**PROBLEM REQUIREMENTS:**
Collect every line below that contains the word "glass", and copy each one unchanged.

**DATA FOR THE TASK:**
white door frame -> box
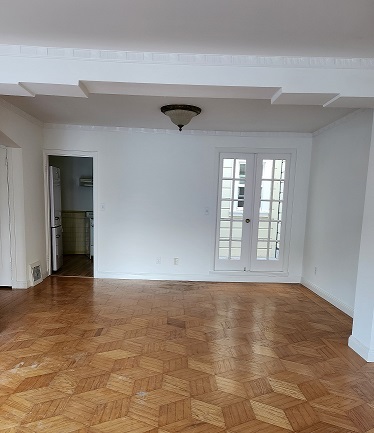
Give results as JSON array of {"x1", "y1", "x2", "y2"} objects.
[
  {"x1": 43, "y1": 149, "x2": 99, "y2": 277},
  {"x1": 0, "y1": 144, "x2": 12, "y2": 286}
]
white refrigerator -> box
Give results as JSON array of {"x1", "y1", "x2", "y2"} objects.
[{"x1": 49, "y1": 166, "x2": 63, "y2": 271}]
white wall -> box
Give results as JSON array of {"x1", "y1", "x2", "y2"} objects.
[
  {"x1": 0, "y1": 102, "x2": 46, "y2": 288},
  {"x1": 302, "y1": 110, "x2": 373, "y2": 316},
  {"x1": 49, "y1": 156, "x2": 93, "y2": 211},
  {"x1": 44, "y1": 126, "x2": 311, "y2": 282}
]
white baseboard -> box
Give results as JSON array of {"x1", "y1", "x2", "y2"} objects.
[
  {"x1": 95, "y1": 271, "x2": 301, "y2": 284},
  {"x1": 348, "y1": 335, "x2": 374, "y2": 362},
  {"x1": 301, "y1": 277, "x2": 354, "y2": 317},
  {"x1": 12, "y1": 280, "x2": 30, "y2": 290}
]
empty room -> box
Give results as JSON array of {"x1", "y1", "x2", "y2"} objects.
[{"x1": 0, "y1": 0, "x2": 374, "y2": 433}]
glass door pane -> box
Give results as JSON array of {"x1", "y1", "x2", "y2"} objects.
[
  {"x1": 215, "y1": 155, "x2": 253, "y2": 270},
  {"x1": 251, "y1": 155, "x2": 290, "y2": 270}
]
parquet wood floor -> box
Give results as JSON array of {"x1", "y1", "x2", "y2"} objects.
[{"x1": 0, "y1": 277, "x2": 374, "y2": 433}]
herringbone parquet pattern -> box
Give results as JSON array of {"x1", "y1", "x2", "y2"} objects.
[{"x1": 0, "y1": 277, "x2": 374, "y2": 433}]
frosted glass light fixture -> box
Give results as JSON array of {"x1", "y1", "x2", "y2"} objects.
[{"x1": 161, "y1": 104, "x2": 201, "y2": 131}]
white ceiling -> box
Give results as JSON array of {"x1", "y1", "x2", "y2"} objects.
[
  {"x1": 0, "y1": 0, "x2": 374, "y2": 58},
  {"x1": 4, "y1": 94, "x2": 352, "y2": 132},
  {"x1": 0, "y1": 0, "x2": 374, "y2": 132}
]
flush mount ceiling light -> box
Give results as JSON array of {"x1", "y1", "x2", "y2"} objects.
[{"x1": 161, "y1": 104, "x2": 201, "y2": 131}]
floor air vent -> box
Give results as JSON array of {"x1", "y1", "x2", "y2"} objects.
[{"x1": 30, "y1": 262, "x2": 43, "y2": 286}]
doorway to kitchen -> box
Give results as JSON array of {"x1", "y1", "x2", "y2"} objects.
[{"x1": 48, "y1": 155, "x2": 94, "y2": 277}]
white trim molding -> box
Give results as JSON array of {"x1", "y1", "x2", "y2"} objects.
[
  {"x1": 311, "y1": 108, "x2": 370, "y2": 137},
  {"x1": 0, "y1": 44, "x2": 374, "y2": 69},
  {"x1": 348, "y1": 335, "x2": 374, "y2": 362},
  {"x1": 301, "y1": 277, "x2": 353, "y2": 317},
  {"x1": 0, "y1": 97, "x2": 44, "y2": 127},
  {"x1": 44, "y1": 123, "x2": 313, "y2": 138}
]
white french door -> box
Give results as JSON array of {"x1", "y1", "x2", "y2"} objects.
[{"x1": 215, "y1": 153, "x2": 291, "y2": 271}]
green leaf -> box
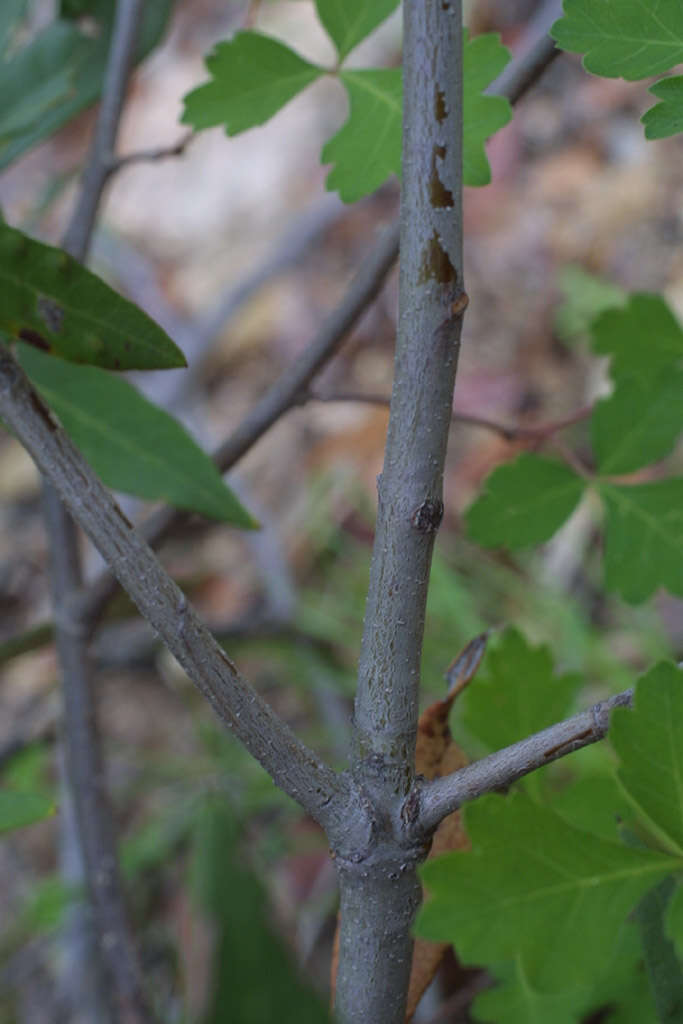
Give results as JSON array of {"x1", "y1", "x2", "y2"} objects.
[
  {"x1": 591, "y1": 370, "x2": 683, "y2": 475},
  {"x1": 190, "y1": 794, "x2": 330, "y2": 1024},
  {"x1": 315, "y1": 0, "x2": 399, "y2": 60},
  {"x1": 0, "y1": 0, "x2": 173, "y2": 170},
  {"x1": 640, "y1": 75, "x2": 683, "y2": 138},
  {"x1": 0, "y1": 790, "x2": 54, "y2": 833},
  {"x1": 19, "y1": 345, "x2": 257, "y2": 528},
  {"x1": 592, "y1": 292, "x2": 683, "y2": 380},
  {"x1": 550, "y1": 0, "x2": 683, "y2": 81},
  {"x1": 466, "y1": 453, "x2": 584, "y2": 549},
  {"x1": 321, "y1": 34, "x2": 512, "y2": 203},
  {"x1": 417, "y1": 793, "x2": 681, "y2": 991},
  {"x1": 609, "y1": 662, "x2": 683, "y2": 857},
  {"x1": 555, "y1": 264, "x2": 626, "y2": 341},
  {"x1": 598, "y1": 477, "x2": 683, "y2": 604},
  {"x1": 0, "y1": 224, "x2": 185, "y2": 370},
  {"x1": 463, "y1": 33, "x2": 512, "y2": 185},
  {"x1": 321, "y1": 68, "x2": 402, "y2": 203},
  {"x1": 472, "y1": 957, "x2": 582, "y2": 1024},
  {"x1": 635, "y1": 879, "x2": 683, "y2": 1024},
  {"x1": 665, "y1": 884, "x2": 683, "y2": 959},
  {"x1": 462, "y1": 628, "x2": 582, "y2": 751},
  {"x1": 182, "y1": 32, "x2": 324, "y2": 135}
]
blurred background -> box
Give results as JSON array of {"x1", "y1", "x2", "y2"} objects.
[{"x1": 0, "y1": 0, "x2": 683, "y2": 1024}]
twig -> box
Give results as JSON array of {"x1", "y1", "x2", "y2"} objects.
[
  {"x1": 106, "y1": 131, "x2": 197, "y2": 176},
  {"x1": 404, "y1": 690, "x2": 633, "y2": 835},
  {"x1": 43, "y1": 0, "x2": 161, "y2": 1024},
  {"x1": 0, "y1": 349, "x2": 351, "y2": 834}
]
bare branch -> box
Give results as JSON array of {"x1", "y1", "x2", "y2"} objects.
[
  {"x1": 0, "y1": 350, "x2": 349, "y2": 828},
  {"x1": 404, "y1": 690, "x2": 633, "y2": 835},
  {"x1": 106, "y1": 131, "x2": 197, "y2": 176}
]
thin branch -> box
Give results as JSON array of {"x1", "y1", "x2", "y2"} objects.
[
  {"x1": 404, "y1": 690, "x2": 633, "y2": 835},
  {"x1": 106, "y1": 131, "x2": 197, "y2": 177},
  {"x1": 0, "y1": 349, "x2": 350, "y2": 830},
  {"x1": 43, "y1": 0, "x2": 154, "y2": 1024}
]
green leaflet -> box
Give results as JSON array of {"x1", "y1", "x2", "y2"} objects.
[
  {"x1": 0, "y1": 790, "x2": 54, "y2": 834},
  {"x1": 0, "y1": 0, "x2": 173, "y2": 169},
  {"x1": 417, "y1": 793, "x2": 681, "y2": 992},
  {"x1": 466, "y1": 453, "x2": 584, "y2": 549},
  {"x1": 19, "y1": 345, "x2": 257, "y2": 528},
  {"x1": 0, "y1": 223, "x2": 185, "y2": 370},
  {"x1": 598, "y1": 477, "x2": 683, "y2": 604},
  {"x1": 182, "y1": 32, "x2": 324, "y2": 135},
  {"x1": 551, "y1": 0, "x2": 683, "y2": 81},
  {"x1": 315, "y1": 0, "x2": 399, "y2": 60},
  {"x1": 321, "y1": 68, "x2": 402, "y2": 203},
  {"x1": 591, "y1": 292, "x2": 683, "y2": 380},
  {"x1": 640, "y1": 75, "x2": 683, "y2": 138},
  {"x1": 591, "y1": 370, "x2": 683, "y2": 475}
]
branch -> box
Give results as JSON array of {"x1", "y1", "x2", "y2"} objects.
[
  {"x1": 0, "y1": 349, "x2": 350, "y2": 830},
  {"x1": 70, "y1": 20, "x2": 560, "y2": 628},
  {"x1": 45, "y1": 0, "x2": 154, "y2": 1024},
  {"x1": 403, "y1": 690, "x2": 633, "y2": 836}
]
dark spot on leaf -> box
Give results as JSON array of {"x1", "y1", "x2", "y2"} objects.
[
  {"x1": 37, "y1": 295, "x2": 65, "y2": 334},
  {"x1": 420, "y1": 231, "x2": 458, "y2": 285},
  {"x1": 434, "y1": 86, "x2": 449, "y2": 124},
  {"x1": 411, "y1": 498, "x2": 443, "y2": 534},
  {"x1": 18, "y1": 335, "x2": 51, "y2": 352},
  {"x1": 429, "y1": 145, "x2": 454, "y2": 208}
]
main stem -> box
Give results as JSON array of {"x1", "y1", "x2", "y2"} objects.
[{"x1": 335, "y1": 0, "x2": 467, "y2": 1024}]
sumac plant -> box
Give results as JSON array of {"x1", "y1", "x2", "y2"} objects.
[{"x1": 0, "y1": 0, "x2": 683, "y2": 1024}]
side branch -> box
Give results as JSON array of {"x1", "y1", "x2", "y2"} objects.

**FULL RESPONSE:**
glass door pane -> box
frosted glass light fixture -> box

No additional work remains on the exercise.